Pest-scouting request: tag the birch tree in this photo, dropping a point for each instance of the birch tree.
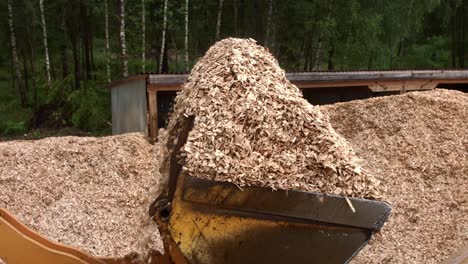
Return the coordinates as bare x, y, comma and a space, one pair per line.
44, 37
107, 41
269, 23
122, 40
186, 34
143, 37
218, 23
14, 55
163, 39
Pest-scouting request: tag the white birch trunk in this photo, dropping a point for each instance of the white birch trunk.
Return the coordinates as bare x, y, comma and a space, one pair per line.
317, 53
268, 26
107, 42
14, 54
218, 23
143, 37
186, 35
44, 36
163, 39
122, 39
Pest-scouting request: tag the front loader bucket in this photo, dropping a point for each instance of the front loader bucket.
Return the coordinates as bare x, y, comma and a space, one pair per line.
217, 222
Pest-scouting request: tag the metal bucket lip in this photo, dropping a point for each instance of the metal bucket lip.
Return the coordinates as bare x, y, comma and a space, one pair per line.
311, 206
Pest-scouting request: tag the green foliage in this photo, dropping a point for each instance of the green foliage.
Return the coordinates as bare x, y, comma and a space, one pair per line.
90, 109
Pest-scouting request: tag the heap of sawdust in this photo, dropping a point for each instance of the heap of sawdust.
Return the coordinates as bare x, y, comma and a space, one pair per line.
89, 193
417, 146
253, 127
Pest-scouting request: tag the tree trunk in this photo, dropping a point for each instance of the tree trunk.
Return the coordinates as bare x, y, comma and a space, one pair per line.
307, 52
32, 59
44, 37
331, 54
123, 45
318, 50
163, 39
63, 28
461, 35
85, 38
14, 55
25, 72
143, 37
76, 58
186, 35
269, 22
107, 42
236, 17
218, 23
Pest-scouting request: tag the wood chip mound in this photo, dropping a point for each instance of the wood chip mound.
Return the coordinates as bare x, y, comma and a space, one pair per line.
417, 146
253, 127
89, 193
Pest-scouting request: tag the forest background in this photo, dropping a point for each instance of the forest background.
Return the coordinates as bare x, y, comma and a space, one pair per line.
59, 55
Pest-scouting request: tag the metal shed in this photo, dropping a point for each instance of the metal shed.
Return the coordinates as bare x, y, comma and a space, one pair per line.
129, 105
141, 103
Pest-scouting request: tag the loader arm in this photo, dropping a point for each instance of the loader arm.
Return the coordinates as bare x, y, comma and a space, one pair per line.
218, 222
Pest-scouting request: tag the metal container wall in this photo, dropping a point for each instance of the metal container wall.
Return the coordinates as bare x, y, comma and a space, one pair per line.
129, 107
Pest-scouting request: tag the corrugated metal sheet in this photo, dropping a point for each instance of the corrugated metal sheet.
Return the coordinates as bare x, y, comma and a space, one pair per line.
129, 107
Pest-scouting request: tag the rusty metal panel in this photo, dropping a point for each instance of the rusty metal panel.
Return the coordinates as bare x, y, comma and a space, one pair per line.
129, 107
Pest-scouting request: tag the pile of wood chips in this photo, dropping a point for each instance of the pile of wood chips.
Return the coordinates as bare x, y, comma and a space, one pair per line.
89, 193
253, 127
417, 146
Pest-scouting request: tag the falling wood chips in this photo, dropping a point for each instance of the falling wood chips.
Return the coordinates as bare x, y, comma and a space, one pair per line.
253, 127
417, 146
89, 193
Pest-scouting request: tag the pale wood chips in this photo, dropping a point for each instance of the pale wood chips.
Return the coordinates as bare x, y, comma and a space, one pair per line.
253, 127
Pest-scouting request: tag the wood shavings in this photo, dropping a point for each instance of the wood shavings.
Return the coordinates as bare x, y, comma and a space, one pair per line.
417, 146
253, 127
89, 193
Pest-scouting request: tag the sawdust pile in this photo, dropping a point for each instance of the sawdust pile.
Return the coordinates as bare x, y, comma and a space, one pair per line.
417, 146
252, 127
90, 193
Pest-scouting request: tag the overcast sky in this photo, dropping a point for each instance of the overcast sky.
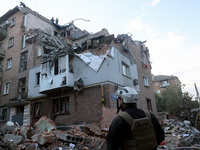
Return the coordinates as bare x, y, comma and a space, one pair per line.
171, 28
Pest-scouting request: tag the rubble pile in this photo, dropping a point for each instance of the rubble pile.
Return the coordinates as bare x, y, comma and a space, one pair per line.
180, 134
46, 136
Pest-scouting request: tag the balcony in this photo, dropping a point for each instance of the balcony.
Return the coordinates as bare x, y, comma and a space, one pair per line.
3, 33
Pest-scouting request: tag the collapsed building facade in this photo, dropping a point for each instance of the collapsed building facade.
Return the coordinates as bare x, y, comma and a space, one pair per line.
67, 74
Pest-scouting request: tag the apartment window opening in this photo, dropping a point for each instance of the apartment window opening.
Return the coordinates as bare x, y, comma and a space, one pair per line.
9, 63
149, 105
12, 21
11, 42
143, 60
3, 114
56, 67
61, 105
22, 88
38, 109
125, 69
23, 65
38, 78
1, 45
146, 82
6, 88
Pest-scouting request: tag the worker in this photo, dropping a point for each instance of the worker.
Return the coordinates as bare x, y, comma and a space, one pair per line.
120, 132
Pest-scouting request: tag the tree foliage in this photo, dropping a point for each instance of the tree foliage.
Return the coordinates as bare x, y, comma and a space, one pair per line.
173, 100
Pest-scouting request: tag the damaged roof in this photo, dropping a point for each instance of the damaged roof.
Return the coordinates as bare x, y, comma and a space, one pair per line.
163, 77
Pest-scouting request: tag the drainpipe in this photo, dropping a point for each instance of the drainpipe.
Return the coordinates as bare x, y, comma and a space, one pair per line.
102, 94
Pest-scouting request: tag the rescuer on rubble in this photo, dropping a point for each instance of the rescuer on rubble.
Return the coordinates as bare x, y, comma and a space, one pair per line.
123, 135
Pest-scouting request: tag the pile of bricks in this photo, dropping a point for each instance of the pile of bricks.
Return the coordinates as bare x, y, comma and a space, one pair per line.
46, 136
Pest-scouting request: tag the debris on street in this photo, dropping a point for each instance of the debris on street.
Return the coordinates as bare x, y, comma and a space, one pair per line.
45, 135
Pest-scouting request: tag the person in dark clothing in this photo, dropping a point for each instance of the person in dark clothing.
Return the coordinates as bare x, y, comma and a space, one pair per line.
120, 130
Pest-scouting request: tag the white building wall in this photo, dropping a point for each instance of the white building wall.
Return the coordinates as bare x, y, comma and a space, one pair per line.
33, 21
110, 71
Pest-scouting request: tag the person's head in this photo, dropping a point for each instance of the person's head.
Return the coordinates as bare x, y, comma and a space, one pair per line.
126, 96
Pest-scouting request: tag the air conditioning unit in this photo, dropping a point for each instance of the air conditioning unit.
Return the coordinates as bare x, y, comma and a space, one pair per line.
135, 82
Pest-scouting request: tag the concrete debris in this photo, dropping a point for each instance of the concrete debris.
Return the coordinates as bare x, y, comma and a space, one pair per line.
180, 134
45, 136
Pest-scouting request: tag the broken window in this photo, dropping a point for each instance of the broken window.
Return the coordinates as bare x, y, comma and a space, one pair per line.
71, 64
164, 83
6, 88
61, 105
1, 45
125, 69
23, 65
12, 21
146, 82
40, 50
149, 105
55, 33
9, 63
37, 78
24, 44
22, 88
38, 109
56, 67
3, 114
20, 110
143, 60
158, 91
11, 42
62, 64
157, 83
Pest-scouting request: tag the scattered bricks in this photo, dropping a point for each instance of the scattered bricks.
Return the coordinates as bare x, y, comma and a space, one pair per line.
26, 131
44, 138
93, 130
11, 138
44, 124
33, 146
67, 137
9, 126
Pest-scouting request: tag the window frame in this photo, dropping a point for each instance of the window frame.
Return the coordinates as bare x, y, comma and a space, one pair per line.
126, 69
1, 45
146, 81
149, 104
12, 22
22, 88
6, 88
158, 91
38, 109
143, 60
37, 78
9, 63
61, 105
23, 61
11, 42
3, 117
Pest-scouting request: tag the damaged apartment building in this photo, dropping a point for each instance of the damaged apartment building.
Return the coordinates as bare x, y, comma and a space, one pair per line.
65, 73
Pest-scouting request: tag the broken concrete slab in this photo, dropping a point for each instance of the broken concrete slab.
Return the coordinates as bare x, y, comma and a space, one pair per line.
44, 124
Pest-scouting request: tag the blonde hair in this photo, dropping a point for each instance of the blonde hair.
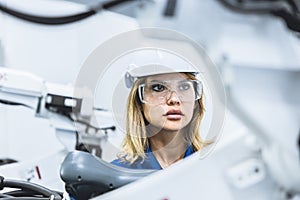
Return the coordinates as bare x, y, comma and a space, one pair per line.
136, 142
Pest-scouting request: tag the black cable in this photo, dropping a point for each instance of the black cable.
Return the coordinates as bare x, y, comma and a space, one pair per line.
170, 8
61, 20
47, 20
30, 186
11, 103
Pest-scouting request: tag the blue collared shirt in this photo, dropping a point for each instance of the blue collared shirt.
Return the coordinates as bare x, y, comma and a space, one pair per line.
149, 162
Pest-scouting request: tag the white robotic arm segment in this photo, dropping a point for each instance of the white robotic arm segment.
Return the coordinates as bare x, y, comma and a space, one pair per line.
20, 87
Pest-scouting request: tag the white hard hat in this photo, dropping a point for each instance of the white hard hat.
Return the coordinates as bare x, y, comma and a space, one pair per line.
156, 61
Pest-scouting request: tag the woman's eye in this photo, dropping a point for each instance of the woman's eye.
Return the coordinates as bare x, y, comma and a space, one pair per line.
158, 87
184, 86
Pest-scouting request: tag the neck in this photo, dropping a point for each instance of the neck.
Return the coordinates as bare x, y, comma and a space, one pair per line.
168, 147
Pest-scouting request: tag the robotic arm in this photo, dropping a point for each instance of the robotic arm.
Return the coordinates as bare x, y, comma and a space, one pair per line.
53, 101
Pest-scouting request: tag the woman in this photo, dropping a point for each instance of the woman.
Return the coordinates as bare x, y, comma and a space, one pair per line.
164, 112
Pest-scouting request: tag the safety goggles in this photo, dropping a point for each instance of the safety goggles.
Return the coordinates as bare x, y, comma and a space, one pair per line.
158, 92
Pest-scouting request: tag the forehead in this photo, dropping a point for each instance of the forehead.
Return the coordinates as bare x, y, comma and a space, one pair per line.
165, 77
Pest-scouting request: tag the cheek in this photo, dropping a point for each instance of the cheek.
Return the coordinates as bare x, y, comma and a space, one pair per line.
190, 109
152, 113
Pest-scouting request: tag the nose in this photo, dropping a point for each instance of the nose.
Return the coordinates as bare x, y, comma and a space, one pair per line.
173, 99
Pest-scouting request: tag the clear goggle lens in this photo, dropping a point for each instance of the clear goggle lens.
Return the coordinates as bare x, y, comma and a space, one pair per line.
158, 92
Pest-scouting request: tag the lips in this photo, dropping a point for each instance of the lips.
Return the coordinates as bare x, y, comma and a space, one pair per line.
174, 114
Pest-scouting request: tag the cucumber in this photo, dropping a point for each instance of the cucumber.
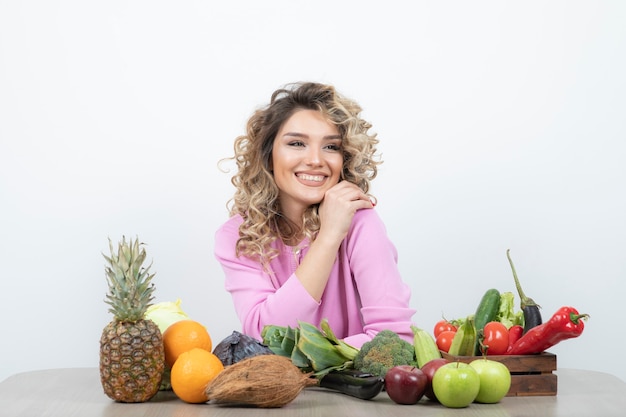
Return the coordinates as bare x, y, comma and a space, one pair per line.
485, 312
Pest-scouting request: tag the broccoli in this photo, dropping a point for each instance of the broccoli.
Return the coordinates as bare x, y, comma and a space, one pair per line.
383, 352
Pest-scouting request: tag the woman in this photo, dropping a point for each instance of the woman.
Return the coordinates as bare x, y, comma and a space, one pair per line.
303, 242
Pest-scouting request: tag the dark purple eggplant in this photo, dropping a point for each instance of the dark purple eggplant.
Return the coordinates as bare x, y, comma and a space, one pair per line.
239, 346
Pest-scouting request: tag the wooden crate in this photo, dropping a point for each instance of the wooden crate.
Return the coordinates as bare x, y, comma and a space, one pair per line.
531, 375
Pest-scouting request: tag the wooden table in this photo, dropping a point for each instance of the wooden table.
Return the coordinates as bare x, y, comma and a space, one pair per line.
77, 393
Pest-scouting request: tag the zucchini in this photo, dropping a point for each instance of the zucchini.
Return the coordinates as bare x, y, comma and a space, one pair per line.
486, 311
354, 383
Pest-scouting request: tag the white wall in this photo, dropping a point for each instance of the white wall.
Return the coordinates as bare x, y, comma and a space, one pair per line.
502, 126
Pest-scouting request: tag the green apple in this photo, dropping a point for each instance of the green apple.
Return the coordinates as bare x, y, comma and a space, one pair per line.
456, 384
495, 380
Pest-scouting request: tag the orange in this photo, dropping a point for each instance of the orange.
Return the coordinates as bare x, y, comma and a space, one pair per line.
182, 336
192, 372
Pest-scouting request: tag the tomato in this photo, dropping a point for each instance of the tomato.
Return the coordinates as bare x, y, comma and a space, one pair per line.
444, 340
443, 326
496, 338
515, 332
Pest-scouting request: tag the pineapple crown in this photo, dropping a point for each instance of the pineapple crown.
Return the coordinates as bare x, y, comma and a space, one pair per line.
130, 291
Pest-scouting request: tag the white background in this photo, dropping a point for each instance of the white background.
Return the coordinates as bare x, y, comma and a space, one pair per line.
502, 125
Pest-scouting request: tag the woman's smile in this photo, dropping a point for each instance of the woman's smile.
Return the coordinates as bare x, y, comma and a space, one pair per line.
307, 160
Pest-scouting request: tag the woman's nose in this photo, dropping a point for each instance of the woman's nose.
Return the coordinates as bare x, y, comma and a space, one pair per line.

════════════════

Your goal:
Copy out the records from the line with "Pest-scouting request: tag the woman's nose" through the end of the records, swapping "nose" for "chin" and changing nothing else.

Task answer:
Pest-scouting request: tag the woman's chin in this photo, dropping a point for each instance of the woman's chin.
Return the coordinates as bare x, y, comma and a space, one pair per line.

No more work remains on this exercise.